*AIM OF THE EXERCISE*: The following data is to be repeated exactly, its pictures excluded.

+--

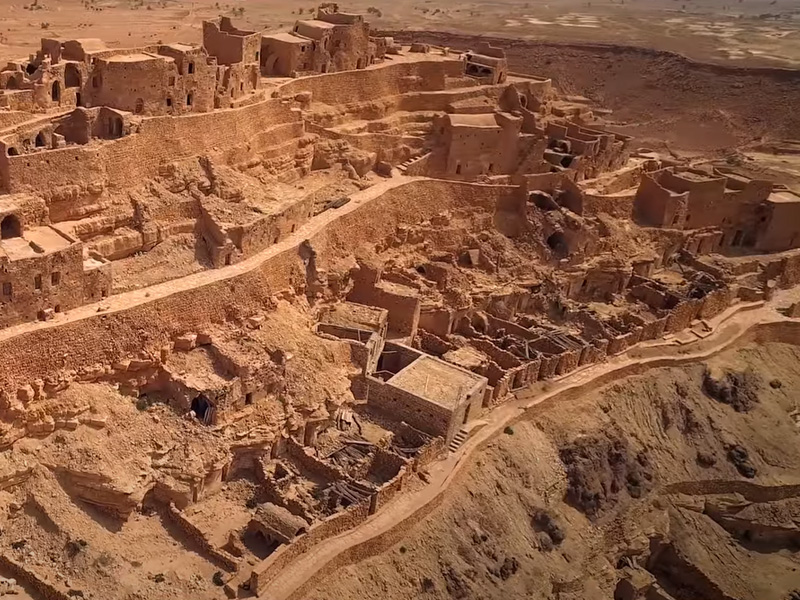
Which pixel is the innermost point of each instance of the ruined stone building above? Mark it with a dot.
(308, 263)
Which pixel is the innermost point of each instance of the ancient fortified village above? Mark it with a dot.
(314, 261)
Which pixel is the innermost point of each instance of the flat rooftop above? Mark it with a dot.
(784, 197)
(181, 47)
(357, 316)
(136, 57)
(286, 37)
(316, 23)
(436, 380)
(486, 120)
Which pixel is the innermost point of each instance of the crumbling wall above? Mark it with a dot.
(127, 161)
(683, 314)
(221, 557)
(405, 406)
(267, 570)
(715, 302)
(365, 86)
(150, 323)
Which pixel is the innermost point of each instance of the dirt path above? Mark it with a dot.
(389, 525)
(127, 300)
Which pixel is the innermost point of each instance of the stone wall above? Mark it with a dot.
(219, 556)
(404, 406)
(125, 162)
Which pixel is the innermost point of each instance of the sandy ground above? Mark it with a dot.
(637, 440)
(763, 32)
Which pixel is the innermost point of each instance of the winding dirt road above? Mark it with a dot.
(390, 524)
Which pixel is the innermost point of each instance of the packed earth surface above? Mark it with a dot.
(419, 300)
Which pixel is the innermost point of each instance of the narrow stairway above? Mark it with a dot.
(458, 440)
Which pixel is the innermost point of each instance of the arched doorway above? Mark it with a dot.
(114, 127)
(72, 76)
(10, 227)
(202, 408)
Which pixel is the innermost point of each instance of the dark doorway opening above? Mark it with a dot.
(201, 408)
(72, 76)
(558, 244)
(10, 227)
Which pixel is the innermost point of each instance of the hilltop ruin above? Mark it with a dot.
(273, 276)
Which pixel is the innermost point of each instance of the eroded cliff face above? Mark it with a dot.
(636, 491)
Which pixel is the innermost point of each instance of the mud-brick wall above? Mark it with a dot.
(367, 85)
(274, 227)
(403, 309)
(653, 329)
(620, 205)
(391, 488)
(568, 361)
(715, 302)
(312, 464)
(683, 314)
(385, 465)
(219, 556)
(267, 570)
(27, 576)
(26, 300)
(107, 337)
(97, 283)
(790, 274)
(404, 406)
(549, 365)
(160, 140)
(150, 324)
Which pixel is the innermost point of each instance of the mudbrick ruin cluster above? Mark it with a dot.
(272, 276)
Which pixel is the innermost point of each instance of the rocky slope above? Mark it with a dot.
(650, 488)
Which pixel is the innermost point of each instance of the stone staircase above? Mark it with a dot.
(458, 440)
(403, 167)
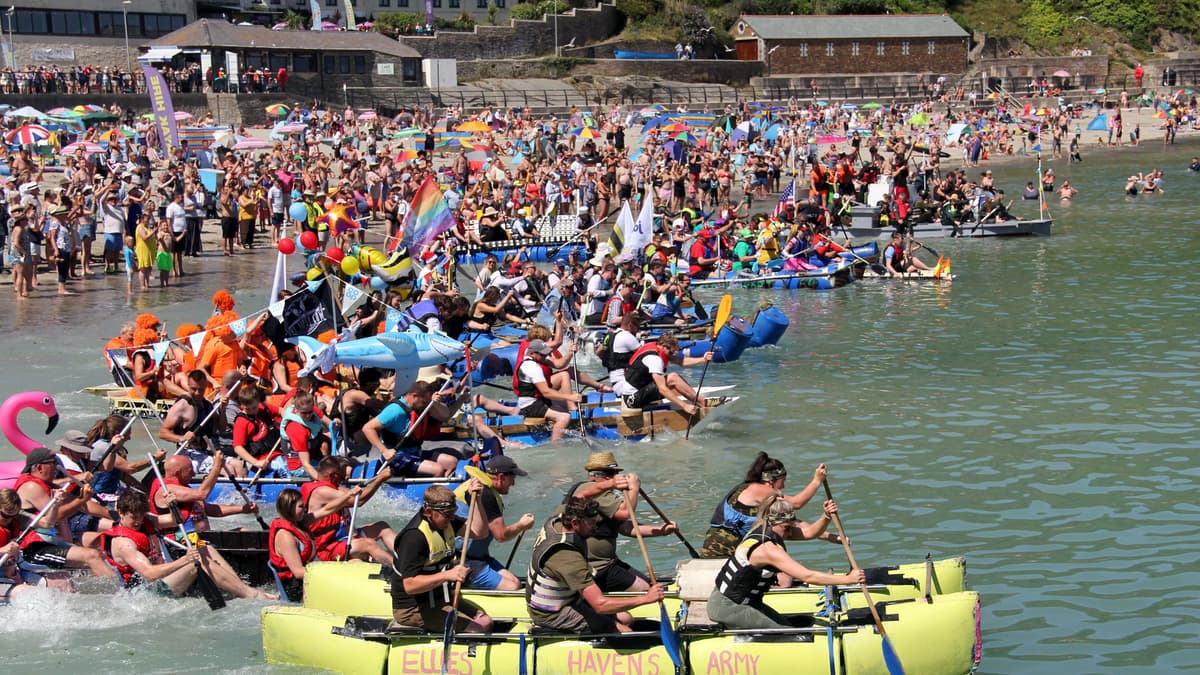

+--

*SOLUTION FOR THIS PROBLEM*:
Which pixel is the innermost point of each instance of the ruined stone building above? Mark it with a dot.
(308, 263)
Which pixel is the innermost point of each instance of the ancient fortified village above? Mark it with a dot.
(314, 261)
Which pixel is the innermost point of each instance of the flat rooftop above? Mark it with a dot.
(784, 197)
(181, 47)
(357, 316)
(136, 57)
(286, 37)
(316, 23)
(436, 380)
(486, 120)
Which pixel is the innermost point of each instance of the crumbling wall above? Mark it with a dot.
(127, 161)
(683, 314)
(221, 557)
(405, 406)
(267, 570)
(715, 302)
(365, 86)
(150, 323)
Which pixel is the innermost point of each instance of the dirt path above? Mark it with a dot.
(389, 525)
(127, 300)
Which pixel is the innermost point of each instance of the stone wall above? Mark it with a dot.
(219, 556)
(404, 406)
(125, 162)
Which pixel is the innermost point of each instance of the sandy ground above? Mark it with a dot.
(637, 440)
(763, 32)
Which pixel is the innermost point of each instance of the winding dirt road above? Mark it with a dot.
(390, 524)
Which pixel is the innermost point of each instance of the packed earth surface above? Mark it with a dot.
(419, 300)
Which pixel is the innermost point of each instance of the narrow stairway above? Mark it with a dot.
(458, 440)
Which pixel is the innermost point of each instance of the arched doorway above? Mark it with a dot.
(114, 127)
(72, 76)
(10, 227)
(202, 408)
Which pixel is the innermost point of each instance of the dark doorway opening above? Mark it with a dot.
(201, 408)
(72, 76)
(558, 244)
(10, 227)
Which pixel is the innermost point of each instance of the hilltop ruin above? Mark it with a dot.
(273, 276)
Which pixel is the innermost point of each instance of the eroded cliff face above? Mark it with a dot.
(636, 491)
Which pixel is the innermost point of each instance of the mud-brick wall above? Mark it with a dot.
(367, 85)
(274, 227)
(403, 309)
(653, 329)
(620, 205)
(391, 488)
(568, 361)
(715, 302)
(312, 464)
(683, 314)
(385, 465)
(219, 556)
(267, 570)
(27, 576)
(26, 300)
(107, 337)
(97, 283)
(790, 274)
(404, 406)
(549, 365)
(160, 140)
(150, 324)
Which pixel is the innermost point of each instance of the mudbrick ruin cluster above? Mark it with a dot.
(272, 276)
Which pixel is the innermost point of each instance of the rocky slope above? Mark it with a dot.
(650, 488)
Which pixel is the innermost point of each instance of the stone staircase above? Mark it with a dot.
(458, 440)
(403, 167)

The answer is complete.